───── DOCUMENT EXTRACT ─────

The previous result also gives us the last used function to compute in the graph, pytorch uses this information during backpropagation. It means, `mm` for matrix multiplication followed by `Add` for addition.

When we use models only for inferent rather than training, we don't need the creation of the graph, in fact, it would be a waste of resources, so there is a better way in this case:

In [45]:
with torch.no_grad():
    out = model.forward(X)
print(out)

tensor([[-0.1670,  0.1001, -0.1219]])


**Common practice**
Create models that return `logits` as outputs without an activation function, the `logits` are Real numbers. This happens because pytorch combine the activation function and the loss for efficiency (use cancellation tricks), so the combined functions expect `logits` and output probabilities.

─────

_TO DO_:
1. Reproduce the passage from the PyTorch excerpt word for word, starting at "The previous result" and ending at "and output probabilities.".
2. Arrange the lines of the rows as a numbered list, starting at the line that contains "Where can you see the small" and ending at the line that contains "column 390, row 326". Leave out blank lines and the pictures.

───── SOURCE DATA ─────

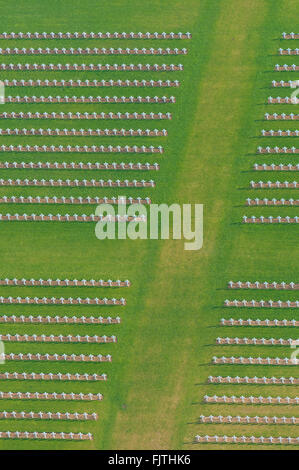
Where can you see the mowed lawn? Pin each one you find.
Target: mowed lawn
(158, 377)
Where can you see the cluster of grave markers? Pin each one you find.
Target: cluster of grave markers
(60, 113)
(291, 100)
(77, 67)
(54, 357)
(224, 341)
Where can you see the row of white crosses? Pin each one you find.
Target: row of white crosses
(290, 35)
(251, 400)
(51, 376)
(254, 380)
(85, 115)
(256, 341)
(275, 167)
(258, 322)
(56, 415)
(277, 150)
(263, 285)
(279, 132)
(284, 100)
(82, 165)
(277, 361)
(249, 419)
(276, 184)
(58, 338)
(56, 357)
(247, 439)
(77, 183)
(272, 202)
(270, 220)
(70, 218)
(288, 51)
(59, 320)
(282, 116)
(89, 99)
(92, 67)
(45, 435)
(70, 200)
(286, 67)
(93, 83)
(50, 396)
(283, 84)
(65, 282)
(61, 300)
(92, 35)
(262, 303)
(85, 132)
(82, 149)
(93, 51)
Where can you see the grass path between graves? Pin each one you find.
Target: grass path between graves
(157, 380)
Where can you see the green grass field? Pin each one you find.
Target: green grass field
(154, 394)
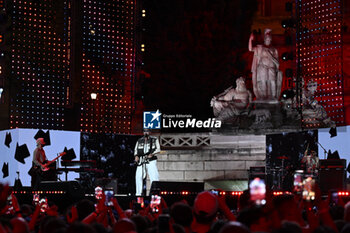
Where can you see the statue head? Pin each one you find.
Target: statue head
(267, 36)
(240, 82)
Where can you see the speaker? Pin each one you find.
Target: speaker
(70, 188)
(332, 179)
(176, 187)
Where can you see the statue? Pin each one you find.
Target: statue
(267, 79)
(312, 111)
(232, 102)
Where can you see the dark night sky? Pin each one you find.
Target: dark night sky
(193, 52)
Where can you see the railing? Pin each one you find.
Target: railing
(183, 140)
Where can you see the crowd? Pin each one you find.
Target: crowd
(209, 213)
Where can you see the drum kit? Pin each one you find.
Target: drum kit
(278, 174)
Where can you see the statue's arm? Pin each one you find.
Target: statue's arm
(250, 43)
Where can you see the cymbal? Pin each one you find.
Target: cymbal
(282, 157)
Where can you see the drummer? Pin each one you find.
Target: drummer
(310, 162)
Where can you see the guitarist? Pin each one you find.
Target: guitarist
(39, 160)
(145, 150)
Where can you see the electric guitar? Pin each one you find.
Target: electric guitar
(46, 168)
(143, 159)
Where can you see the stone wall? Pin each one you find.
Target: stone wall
(227, 158)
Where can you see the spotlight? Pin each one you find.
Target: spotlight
(333, 132)
(289, 6)
(288, 23)
(288, 94)
(287, 56)
(289, 72)
(334, 155)
(289, 40)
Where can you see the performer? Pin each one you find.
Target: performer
(310, 162)
(145, 150)
(39, 160)
(267, 79)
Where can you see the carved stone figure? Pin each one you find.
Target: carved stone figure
(232, 102)
(266, 77)
(312, 111)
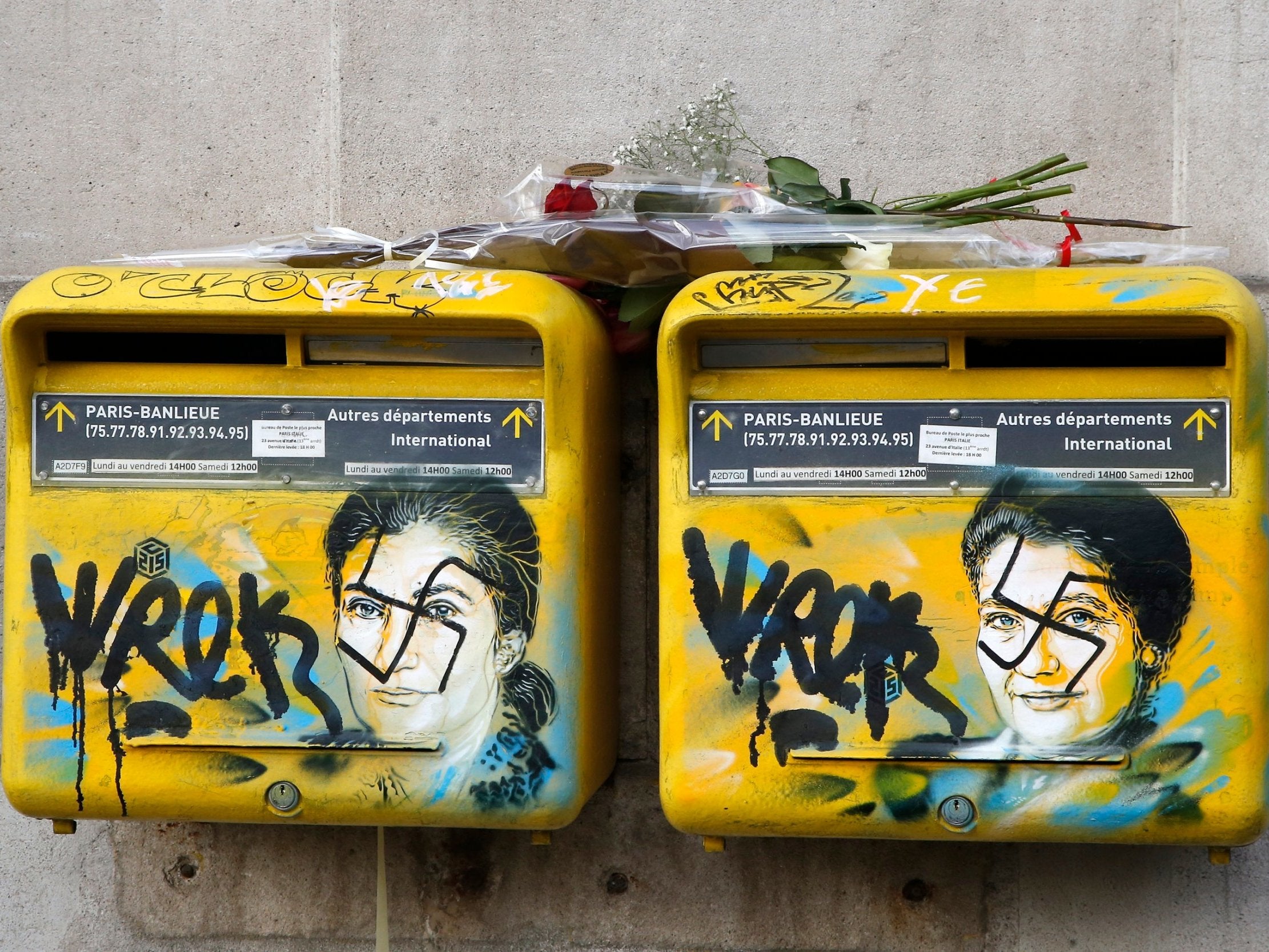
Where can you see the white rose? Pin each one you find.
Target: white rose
(873, 257)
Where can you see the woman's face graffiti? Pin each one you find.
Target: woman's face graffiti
(419, 639)
(1056, 649)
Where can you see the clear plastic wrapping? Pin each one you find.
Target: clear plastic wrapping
(637, 249)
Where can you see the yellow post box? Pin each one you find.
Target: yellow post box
(307, 546)
(965, 554)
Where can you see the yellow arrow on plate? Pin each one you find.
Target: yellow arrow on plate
(716, 418)
(1198, 418)
(518, 415)
(62, 412)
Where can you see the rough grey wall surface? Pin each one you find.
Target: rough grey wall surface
(135, 126)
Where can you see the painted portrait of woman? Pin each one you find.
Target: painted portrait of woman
(436, 601)
(1082, 600)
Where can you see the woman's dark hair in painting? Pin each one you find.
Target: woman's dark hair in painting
(490, 523)
(1131, 535)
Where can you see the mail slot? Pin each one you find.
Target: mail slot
(324, 548)
(965, 555)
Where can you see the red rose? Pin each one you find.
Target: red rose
(570, 198)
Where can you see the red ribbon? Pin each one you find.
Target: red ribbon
(1064, 249)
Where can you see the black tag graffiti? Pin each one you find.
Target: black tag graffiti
(75, 637)
(884, 634)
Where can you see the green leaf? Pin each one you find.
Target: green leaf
(814, 259)
(653, 200)
(642, 307)
(758, 254)
(808, 195)
(785, 170)
(853, 206)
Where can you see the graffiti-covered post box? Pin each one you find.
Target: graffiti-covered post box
(965, 554)
(310, 546)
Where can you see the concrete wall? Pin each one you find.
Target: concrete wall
(132, 126)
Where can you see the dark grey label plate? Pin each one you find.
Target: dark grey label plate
(1178, 447)
(116, 440)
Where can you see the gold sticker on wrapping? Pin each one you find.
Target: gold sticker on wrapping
(589, 170)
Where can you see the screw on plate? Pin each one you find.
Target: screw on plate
(283, 796)
(957, 812)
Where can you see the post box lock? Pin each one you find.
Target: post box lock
(268, 559)
(957, 812)
(997, 565)
(283, 796)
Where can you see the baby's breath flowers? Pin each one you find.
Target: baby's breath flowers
(707, 138)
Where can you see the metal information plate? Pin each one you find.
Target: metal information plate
(1176, 447)
(117, 440)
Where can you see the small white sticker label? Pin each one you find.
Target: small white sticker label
(288, 438)
(958, 446)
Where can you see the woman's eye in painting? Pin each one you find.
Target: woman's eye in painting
(439, 611)
(1082, 618)
(364, 609)
(1003, 622)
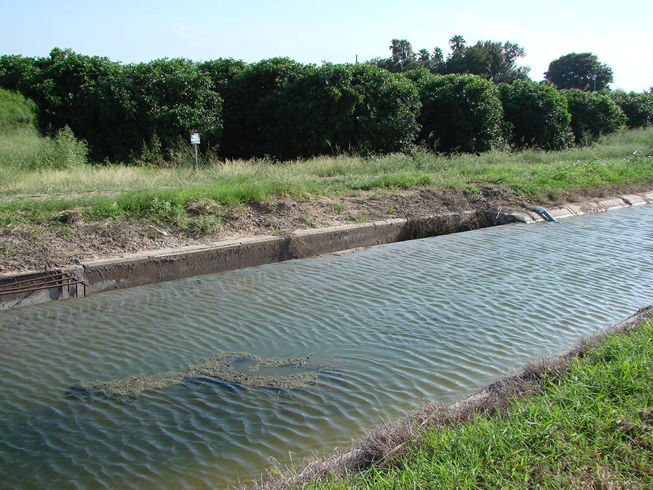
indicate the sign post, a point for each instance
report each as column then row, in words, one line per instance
column 195, row 141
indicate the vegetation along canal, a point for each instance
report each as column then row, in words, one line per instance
column 287, row 358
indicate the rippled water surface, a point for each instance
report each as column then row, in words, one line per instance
column 390, row 326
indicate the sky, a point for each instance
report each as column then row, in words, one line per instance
column 620, row 33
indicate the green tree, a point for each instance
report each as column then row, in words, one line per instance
column 593, row 114
column 579, row 70
column 491, row 60
column 457, row 43
column 638, row 107
column 459, row 113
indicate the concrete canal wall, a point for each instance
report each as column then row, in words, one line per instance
column 87, row 278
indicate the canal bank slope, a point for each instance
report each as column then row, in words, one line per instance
column 62, row 267
column 580, row 419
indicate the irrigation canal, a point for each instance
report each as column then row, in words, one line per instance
column 327, row 348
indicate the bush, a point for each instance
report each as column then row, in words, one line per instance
column 536, row 116
column 66, row 151
column 638, row 107
column 460, row 113
column 360, row 109
column 593, row 114
column 15, row 110
column 251, row 102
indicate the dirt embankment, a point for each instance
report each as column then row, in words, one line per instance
column 73, row 239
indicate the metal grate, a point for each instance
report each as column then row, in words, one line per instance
column 47, row 280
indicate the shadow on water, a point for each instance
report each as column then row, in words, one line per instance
column 224, row 369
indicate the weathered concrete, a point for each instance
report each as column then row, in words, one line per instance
column 167, row 265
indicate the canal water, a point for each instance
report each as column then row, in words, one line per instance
column 376, row 331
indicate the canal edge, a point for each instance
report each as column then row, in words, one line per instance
column 86, row 278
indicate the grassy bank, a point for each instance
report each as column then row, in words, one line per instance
column 587, row 423
column 167, row 195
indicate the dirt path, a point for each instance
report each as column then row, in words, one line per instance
column 55, row 244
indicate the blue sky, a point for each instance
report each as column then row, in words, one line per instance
column 619, row 33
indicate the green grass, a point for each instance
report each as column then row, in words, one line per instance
column 131, row 192
column 589, row 427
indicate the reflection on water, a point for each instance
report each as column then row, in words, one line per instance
column 429, row 319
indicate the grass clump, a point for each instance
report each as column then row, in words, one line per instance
column 55, row 171
column 588, row 424
column 23, row 149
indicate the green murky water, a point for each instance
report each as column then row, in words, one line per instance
column 381, row 330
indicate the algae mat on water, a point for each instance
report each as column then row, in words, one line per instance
column 229, row 367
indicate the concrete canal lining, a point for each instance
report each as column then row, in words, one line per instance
column 167, row 265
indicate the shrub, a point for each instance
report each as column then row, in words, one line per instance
column 173, row 98
column 66, row 151
column 593, row 114
column 250, row 106
column 460, row 113
column 356, row 108
column 15, row 110
column 638, row 107
column 536, row 116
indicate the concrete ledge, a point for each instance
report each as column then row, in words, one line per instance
column 168, row 265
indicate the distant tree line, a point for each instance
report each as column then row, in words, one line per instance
column 474, row 100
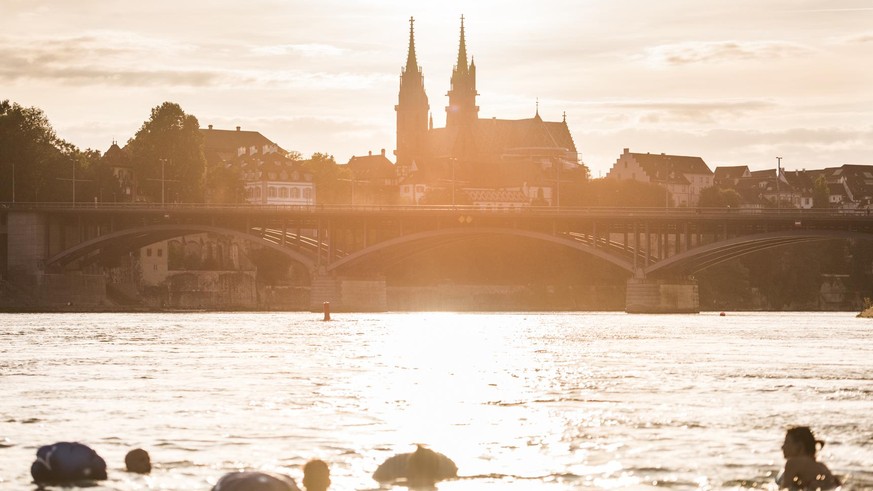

─────

_RESULTS_:
1.
The previous result also gives us the last used function to compute in the graph, pytorch uses this information during backpropagation. It means, `mm` for matrix multiplication followed by `Add` for addition.

When we use models only for inferent rather than training, we don't need the creation of the graph, in fact, it would be a waste of resources, so there is a better way in this case:

In [45]:
with torch.no_grad():
    out = model.forward(X)
print(out)

tensor([[-0.1670,  0.1001, -0.1219]])


**Common practice**
Create models that return `logits` as outputs without an activation function, the `logits` are Real numbers. This happens because pytorch combine the activation function and the loss for efficiency (use cancellation tricks), so the combined functions expect `logits` and output probabilities.

2.
1. Where can you see the small white sticker label? Pin each one you find.
2. Target: small white sticker label
3. (288, 438)
4. (958, 446)
5. Where can you see the woman's eye in painting? Pin each one you find.
6. Target: woman's eye in painting
7. (439, 611)
8. (1082, 618)
9. (364, 609)
10. (1003, 622)
11. indicate the sign post, a point for each instance
12. report each as column then row, in words, one line per instance
13. column 195, row 141
14. indicate the vegetation along canal, a point for each instance
15. report each as column then row, in words, one line per instance
16. column 287, row 358
17. indicate the rippled water surface, a point for each instance
18. report each as column then row, in words, one line per instance
19. column 390, row 326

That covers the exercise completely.